Given task 1: Reproduce word for word the part of the essay about the journey back that starts at "Thursday 15 August" and stops after "with her parents.".

## BEGIN Text to read

Thursday 15 August 2013

AN ESSAY ABOUT THE JOURNEY BACK

AN ESSAY ABOUT THE JOURNEY BACK
During the last week, I took my family for a visit to a friend’s place. We got talking about the need to ultimately return home and invest in our roots. My friend’s wife did not agree with us, as far as she was concerned, she was done with her native town, if anything, she would rather claim as her home, the nearby megacity to her town . Ancestral town, for her has become a closed chapter with her parents.

On the contrary, I spoke passionately about digging more and more into my root. I told her about my current discovery that my ancestral families were originally not from my native town and that I intend exploring that history further down to my roots as much as I could. She couldn’t see any rationale in my motives, as far as she was concerned it was a risky, worthless and meaningless endeavour. She told me that her ancestral root was Jerusalem and that she would rather venture through the scriptures than expose herself to dangerous meaningless ventures like mine. I made to tell her that she wasn’t wrong and not totally right either for claiming Jerusalem and for exploring through the scripture, but her husband (my friend) stopped us from the discussion being too complicated for his wife.

## END Text to read
## BEGIN Data records

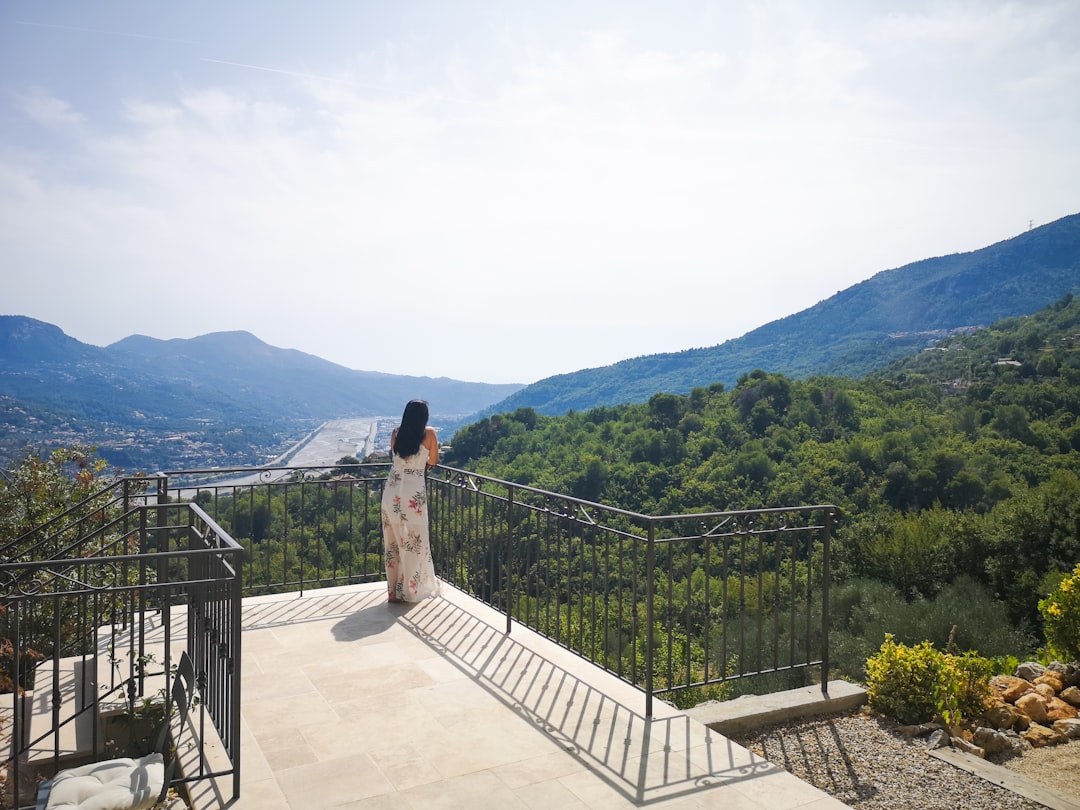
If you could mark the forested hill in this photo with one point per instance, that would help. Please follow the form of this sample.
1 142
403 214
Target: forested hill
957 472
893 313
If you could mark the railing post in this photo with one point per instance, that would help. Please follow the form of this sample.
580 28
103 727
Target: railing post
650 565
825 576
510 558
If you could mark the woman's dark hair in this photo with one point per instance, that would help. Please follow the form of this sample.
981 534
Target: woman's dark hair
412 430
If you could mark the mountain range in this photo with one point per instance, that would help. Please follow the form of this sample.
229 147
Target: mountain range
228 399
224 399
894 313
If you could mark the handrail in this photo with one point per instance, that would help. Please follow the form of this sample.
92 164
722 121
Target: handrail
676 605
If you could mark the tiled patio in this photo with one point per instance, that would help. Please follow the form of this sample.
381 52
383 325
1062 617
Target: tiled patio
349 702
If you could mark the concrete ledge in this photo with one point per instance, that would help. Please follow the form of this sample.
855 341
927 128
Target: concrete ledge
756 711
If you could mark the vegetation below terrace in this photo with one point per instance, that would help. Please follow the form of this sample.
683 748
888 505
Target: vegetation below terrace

## END Data records
## BEGIN Data records

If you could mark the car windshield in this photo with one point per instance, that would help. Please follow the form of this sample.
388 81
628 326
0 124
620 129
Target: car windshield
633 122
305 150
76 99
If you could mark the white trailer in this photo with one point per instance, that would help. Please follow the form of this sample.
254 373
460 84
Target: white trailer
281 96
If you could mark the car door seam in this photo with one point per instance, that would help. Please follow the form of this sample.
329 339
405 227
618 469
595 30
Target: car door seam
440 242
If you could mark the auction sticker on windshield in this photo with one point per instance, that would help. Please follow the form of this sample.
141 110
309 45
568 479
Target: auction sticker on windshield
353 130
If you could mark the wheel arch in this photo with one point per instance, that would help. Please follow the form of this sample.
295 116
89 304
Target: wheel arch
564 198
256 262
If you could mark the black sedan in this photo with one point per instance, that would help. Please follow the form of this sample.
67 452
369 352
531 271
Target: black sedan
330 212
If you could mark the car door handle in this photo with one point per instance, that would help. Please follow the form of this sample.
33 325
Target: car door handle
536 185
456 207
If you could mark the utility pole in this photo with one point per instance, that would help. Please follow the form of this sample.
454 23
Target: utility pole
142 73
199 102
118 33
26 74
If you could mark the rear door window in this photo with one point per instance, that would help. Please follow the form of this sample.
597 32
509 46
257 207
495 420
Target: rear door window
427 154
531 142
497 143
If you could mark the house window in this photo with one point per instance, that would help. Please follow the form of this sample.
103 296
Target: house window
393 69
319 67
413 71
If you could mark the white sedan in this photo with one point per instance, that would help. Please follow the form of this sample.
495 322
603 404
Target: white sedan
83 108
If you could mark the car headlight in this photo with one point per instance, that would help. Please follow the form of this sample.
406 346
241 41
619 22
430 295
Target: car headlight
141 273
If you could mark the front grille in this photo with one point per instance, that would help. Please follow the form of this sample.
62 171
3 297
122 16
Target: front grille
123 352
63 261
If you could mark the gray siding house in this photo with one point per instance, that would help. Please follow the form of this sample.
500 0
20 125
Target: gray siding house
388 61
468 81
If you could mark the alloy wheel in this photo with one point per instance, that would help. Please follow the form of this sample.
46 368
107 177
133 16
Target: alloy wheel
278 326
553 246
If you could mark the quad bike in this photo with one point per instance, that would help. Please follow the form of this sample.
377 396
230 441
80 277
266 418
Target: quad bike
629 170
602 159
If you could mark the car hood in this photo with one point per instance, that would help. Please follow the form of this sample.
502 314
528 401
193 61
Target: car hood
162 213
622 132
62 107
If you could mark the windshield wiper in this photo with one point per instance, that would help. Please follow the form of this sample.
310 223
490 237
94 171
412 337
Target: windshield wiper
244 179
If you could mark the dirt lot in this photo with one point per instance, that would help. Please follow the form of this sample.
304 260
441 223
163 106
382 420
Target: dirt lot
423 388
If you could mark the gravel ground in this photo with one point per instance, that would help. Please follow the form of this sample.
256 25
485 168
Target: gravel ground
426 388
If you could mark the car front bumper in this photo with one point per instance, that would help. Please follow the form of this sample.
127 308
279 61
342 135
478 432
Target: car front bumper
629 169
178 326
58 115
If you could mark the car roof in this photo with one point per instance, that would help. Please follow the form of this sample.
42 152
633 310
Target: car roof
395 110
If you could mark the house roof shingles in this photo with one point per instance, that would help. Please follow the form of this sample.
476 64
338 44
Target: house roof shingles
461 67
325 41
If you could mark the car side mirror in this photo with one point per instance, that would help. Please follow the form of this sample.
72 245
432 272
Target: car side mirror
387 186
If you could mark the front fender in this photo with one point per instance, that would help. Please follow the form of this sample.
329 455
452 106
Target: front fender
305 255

## END Data records
## BEGIN Data records

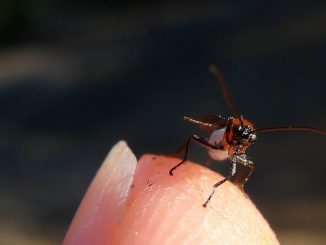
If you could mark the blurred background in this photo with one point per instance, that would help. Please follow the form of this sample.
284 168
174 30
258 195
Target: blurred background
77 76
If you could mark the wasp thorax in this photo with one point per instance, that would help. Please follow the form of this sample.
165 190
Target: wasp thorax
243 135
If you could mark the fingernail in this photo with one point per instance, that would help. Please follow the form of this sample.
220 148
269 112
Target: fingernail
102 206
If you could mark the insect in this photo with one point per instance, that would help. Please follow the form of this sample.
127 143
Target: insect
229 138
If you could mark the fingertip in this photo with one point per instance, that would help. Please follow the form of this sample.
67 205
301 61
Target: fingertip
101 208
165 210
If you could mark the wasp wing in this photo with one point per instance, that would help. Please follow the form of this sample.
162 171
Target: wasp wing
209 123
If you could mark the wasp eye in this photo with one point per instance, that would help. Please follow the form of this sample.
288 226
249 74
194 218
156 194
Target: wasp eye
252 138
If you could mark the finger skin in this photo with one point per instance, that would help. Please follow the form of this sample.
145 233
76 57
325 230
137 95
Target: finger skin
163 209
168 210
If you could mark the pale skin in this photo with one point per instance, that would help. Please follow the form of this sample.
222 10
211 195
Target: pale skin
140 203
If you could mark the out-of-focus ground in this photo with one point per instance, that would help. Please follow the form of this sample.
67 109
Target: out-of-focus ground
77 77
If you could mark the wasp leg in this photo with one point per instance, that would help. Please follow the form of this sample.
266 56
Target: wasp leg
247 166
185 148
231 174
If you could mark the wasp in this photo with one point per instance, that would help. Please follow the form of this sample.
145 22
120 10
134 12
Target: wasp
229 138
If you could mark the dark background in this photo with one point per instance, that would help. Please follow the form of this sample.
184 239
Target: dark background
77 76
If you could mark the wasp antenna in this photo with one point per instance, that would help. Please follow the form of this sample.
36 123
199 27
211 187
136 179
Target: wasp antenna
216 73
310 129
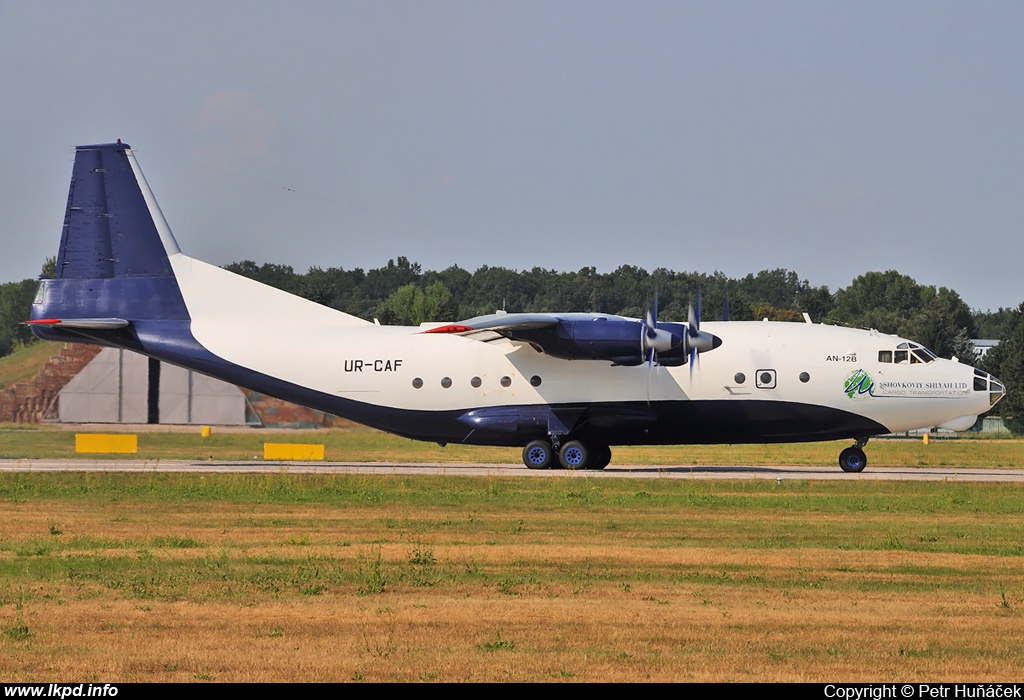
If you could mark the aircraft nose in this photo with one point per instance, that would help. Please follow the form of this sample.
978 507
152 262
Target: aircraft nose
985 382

## END Data records

Given task 2: Gather every line of the entries that contains the string "tiled", and copy each one as it appears.

Task answer 1:
Thursday 15 August 2013

AN ESSAY ABOUT THE JOURNEY BACK

AN ESSAY ABOUT THE JOURNEY BACK
During the last week, I took my family for a visit to a friend’s place. We got talking about the need to ultimately return home and invest in our roots. My friend’s wife did not agree with us, as far as she was concerned, she was done with her native town, if anything, she would rather claim as her home, the nearby megacity to her town . Ancestral town, for her has become a closed chapter with her parents.

Task answer 2:
If you could mark the tiled patio in this photo with one point per instance, that would help. Please follow the form of this sample.
Target: tiled patio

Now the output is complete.